##### Blocco di testo

Proveniente da una famiglia che pratica l'arte bianca da generazioni, il pizzaiolo Francesco Gallifuoco gestisce con successo la sua pizzeria a breve distanza dalla stazione di Napoli Centrale. Da Franco Gallifuoco Pizzeria vengono proposte le interessanti rivisitazioni delle ricette che il bisnonno di Francesco proponeva alla sua clientela nell'800.
Tecnica, attenzione per l'impasto e le materie prime si fondono così con la storia. Ecco la nostra intervista al pizzaiolo Francesco Gallifuoco di Napoli.
Com'è iniziato il suo percorso nel mondo della ristorazione e della pizza?
All'età di cinque anni, iniziai a trascorrere il tempo libero dopo la scuola nella pizzeria dei miei genitori. Trascinavo lo sgabello e mi ci posizionavo sopra, per poter arrivare all'altezza del banco. Così cominciai a preparare il mie prime pizze. Mentre crescevo, l'interessere continuò ad aumentare, tanto che da adolescente alternavo regolarmente la scuola al lavoro di pizzaiolo.

##########
##### Dati registrati

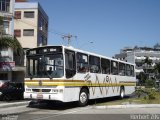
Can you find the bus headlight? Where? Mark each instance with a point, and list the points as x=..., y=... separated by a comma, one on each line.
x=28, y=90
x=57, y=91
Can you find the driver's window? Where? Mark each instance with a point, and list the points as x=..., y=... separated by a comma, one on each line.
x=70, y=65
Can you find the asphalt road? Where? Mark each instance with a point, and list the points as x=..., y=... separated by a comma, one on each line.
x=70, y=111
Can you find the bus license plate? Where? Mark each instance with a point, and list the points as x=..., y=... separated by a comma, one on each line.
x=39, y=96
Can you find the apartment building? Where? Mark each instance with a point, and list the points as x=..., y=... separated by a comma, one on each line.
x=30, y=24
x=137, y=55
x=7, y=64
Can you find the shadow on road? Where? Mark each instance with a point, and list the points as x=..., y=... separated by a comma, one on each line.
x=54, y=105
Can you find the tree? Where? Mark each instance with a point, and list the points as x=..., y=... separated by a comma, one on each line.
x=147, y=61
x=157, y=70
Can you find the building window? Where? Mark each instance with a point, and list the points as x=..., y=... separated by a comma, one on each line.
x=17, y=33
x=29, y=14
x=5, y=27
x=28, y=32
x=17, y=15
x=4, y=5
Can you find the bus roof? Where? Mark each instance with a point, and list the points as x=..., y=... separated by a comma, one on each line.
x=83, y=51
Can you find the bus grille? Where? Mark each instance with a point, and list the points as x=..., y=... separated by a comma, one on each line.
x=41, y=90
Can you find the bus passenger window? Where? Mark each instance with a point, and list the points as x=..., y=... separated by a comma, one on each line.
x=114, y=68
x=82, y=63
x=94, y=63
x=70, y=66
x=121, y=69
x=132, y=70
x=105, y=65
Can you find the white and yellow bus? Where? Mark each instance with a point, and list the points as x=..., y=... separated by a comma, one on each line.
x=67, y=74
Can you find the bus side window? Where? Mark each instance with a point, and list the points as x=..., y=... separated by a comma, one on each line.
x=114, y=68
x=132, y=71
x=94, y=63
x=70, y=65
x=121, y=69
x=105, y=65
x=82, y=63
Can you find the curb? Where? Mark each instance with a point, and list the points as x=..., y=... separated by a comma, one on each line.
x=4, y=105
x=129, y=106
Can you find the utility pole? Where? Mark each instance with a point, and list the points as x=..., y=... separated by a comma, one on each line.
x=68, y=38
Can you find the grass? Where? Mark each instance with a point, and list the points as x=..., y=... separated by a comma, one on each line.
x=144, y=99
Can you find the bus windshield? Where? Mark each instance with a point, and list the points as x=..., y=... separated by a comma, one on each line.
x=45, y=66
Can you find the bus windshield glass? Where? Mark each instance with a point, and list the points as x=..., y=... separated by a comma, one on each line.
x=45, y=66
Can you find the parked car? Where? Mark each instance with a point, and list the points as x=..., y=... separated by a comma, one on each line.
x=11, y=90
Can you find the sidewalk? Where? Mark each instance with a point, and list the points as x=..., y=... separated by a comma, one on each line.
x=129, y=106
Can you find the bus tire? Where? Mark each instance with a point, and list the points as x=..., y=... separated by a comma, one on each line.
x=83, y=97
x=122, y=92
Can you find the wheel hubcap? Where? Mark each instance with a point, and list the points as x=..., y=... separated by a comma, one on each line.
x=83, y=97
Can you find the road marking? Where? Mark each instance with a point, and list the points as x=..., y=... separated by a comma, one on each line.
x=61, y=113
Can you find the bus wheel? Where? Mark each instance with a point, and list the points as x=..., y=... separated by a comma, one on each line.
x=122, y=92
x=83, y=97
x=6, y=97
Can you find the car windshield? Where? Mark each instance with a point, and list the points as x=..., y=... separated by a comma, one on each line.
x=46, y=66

##########
##### Dati registrati

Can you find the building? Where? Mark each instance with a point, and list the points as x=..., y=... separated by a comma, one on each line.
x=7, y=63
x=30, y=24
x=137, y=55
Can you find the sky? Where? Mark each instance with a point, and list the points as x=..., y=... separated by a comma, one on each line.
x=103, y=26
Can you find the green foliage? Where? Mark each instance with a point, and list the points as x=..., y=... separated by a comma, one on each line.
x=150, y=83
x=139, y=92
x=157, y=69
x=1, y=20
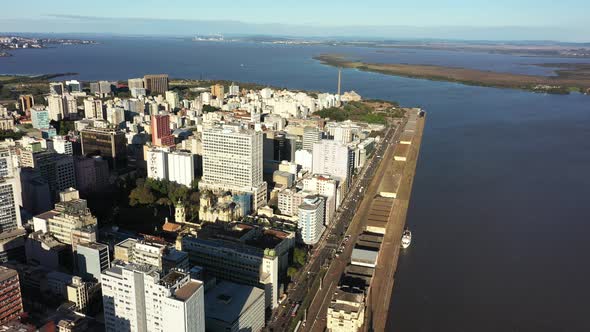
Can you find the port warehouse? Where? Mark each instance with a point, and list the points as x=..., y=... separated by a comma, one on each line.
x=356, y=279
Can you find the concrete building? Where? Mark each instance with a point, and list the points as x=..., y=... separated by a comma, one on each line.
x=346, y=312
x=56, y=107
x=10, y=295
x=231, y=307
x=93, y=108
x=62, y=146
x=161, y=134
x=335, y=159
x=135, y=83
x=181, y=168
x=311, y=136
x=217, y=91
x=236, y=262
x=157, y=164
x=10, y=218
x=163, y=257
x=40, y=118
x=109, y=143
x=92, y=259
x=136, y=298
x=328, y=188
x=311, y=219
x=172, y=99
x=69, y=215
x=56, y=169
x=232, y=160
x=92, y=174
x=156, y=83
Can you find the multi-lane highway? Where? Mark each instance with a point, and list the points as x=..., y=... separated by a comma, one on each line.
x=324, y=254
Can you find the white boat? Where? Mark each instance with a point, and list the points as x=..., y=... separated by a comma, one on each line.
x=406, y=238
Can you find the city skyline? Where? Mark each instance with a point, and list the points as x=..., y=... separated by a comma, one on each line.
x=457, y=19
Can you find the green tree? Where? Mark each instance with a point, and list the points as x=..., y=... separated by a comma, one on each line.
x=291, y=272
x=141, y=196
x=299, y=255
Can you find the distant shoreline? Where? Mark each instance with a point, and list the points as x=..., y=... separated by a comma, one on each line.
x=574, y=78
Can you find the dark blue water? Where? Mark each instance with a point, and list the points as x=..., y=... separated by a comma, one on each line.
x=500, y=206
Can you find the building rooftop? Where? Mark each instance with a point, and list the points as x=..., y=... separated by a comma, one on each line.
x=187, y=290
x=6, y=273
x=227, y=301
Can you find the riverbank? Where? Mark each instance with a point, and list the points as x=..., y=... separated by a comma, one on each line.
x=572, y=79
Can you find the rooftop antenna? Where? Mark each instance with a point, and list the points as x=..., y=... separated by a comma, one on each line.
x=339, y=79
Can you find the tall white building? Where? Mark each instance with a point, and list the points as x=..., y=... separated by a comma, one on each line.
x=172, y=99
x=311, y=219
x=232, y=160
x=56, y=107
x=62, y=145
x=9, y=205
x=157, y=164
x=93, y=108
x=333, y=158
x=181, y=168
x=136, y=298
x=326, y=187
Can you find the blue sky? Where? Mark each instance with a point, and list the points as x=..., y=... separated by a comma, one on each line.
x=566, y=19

##########

Compiti da svolgere >>
- 1) Riproduci fedelmente il passo dell'intervista al pizzaiolo che comincia con "All'età di cinque" e prosegue fino a "lavoro di pizzaiolo.".
- 2) Nell'intervista al pizzaiolo, a quale età Francesco Gallifuoco iniziò a trascorrere il tempo libero nella pizzeria dei genitori?
Per rispondere basati soltanto sull'intervista al pizzaiolo.

Risposte ai compiti >>
- 1)
All'età di cinque anni, iniziai a trascorrere il tempo libero dopo la scuola nella pizzeria dei miei genitori. Trascinavo lo sgabello e mi ci posizionavo sopra, per poter arrivare all'altezza del banco. Così cominciai a preparare il mie prime pizze. Mentre crescevo, l'interessere continuò ad aumentare, tanto che da adolescente alternavo regolarmente la scuola al lavoro di pizzaiolo.

- 2) A cinque anni.